The states of Oregon, California, Idaho, and Utah, all areas of the eastern United States, and all "foreign countries where apple maggot is established" have also been placed under quarantine by Washington. In addition to these areas, as of 2017, all or portions of the state's counties of Chelan, Clallam, Clark, Cowlitz, Grays Harbor, Island, Jefferson, King, Kitsap, Klickitat, Lewis, Lincoln, Mason, Pacific, Pierce, Snohomish, Spokane, Skagit, Skamania, Thurston, Wahkiakum, Whatcom, and Yakima, are also quarantined.

Washington State University's Tree Fruit Research and Extension Center has cited the fact that "apple maggots have never been found in commercially packed fruit in the state" as evidence of the quarantine's efficacy.

===Terms of the quarantine===
There is a prohibition on transporting homegrown or foraged fruit from the quarantine zone into the pest free zone, except for fruit that has first been processed through canning, jarring, juicing, or drying. In addition, any yard waste from the quarantine zone must be disposed of within the zone and cannot be transported across its boundaries. Store-bought fruit is exempt from the quarantine as it is already subject to inspection by state authorities.

• STORED DATA:
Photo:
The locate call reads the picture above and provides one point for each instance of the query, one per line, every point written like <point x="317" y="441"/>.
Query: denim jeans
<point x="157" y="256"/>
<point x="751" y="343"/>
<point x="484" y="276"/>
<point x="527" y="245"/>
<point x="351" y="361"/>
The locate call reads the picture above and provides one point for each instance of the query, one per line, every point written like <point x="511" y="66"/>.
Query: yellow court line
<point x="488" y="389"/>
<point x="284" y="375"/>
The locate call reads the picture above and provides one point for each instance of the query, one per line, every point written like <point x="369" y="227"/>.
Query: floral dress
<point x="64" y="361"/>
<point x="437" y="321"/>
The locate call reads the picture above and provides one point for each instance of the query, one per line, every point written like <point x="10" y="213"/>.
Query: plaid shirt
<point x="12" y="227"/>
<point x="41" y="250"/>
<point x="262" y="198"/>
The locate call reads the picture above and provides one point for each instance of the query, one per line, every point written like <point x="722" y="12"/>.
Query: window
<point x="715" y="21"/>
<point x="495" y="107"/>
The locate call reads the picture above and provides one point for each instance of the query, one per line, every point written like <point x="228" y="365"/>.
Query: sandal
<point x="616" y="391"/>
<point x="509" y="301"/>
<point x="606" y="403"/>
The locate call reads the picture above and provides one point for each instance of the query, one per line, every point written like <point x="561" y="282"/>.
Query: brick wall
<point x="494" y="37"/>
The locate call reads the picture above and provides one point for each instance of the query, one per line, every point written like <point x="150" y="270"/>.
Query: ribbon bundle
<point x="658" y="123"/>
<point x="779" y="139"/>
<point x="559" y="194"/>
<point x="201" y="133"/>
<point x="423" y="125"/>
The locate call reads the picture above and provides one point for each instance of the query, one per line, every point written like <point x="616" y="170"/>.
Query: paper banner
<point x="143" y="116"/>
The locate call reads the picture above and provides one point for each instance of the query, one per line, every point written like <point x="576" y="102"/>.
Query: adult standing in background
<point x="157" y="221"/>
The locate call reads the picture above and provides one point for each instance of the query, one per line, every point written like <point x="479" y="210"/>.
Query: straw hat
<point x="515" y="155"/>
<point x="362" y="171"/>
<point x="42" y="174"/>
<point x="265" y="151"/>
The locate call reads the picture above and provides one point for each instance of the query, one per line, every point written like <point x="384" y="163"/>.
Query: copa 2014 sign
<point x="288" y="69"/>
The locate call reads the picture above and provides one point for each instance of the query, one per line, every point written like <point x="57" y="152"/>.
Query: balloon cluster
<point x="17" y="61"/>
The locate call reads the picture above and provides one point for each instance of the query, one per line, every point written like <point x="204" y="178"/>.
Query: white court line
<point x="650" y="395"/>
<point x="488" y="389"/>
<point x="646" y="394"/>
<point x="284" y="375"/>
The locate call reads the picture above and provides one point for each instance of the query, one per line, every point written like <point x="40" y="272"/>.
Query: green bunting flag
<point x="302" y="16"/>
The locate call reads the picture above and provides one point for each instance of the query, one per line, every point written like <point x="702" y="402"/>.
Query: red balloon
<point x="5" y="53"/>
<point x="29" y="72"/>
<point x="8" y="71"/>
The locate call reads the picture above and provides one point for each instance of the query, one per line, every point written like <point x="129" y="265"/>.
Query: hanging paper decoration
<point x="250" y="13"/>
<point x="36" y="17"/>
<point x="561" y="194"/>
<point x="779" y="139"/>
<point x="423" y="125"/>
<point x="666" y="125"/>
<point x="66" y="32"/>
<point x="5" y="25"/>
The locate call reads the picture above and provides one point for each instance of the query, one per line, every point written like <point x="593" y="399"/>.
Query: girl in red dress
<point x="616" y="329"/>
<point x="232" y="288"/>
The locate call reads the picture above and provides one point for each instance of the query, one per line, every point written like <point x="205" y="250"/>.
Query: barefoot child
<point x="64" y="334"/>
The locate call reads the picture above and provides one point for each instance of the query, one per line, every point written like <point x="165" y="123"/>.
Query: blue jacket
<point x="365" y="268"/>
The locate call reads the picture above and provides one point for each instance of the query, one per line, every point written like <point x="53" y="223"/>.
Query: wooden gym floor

• TASKS FOR THIS EXERCISE:
**A)** Answer these questions about the apple maggot quarantine text, using the text only:
(i) Which research center cited the absence of apple maggots in commercially packed fruit as evidence that the quarantine works?
(ii) What must be done with yard waste from the quarantine zone?
(iii) Why is store-bought fruit exempt from the quarantine?
**B)** Can you write the next part of the apple maggot quarantine text, picking up after its last sentence?

• WRITTEN RESPONSES:
**A)**
(i) Washington State University's Tree Fruit Research and Extension Center.
(ii) It must be disposed of within the zone and cannot be transported across the zone's boundaries.
(iii) It is already subject to inspection by state authorities.

**B)**
In addition, under state law pest control officials can order property owners to spray with pesticides trees in which the apple maggot has been observed.

==Incidents==

In September 2020, a crate of apples brought by Washington governor Jay Inslee to Bridgeport and Malden following major wildfires was found to contain apple maggots. The apples were picked at the Washington Governor's Mansion in Olympia and distributed by the governor's office during an official visit. This was accidental and was meant to be an empathetic gesture from the governor and governor's mansion.

==In popular culture==
Apple Maggot Quarantine Area, also known as A.M.Q.A., was the name of a metal band from Seattle active from 1985 to 1989.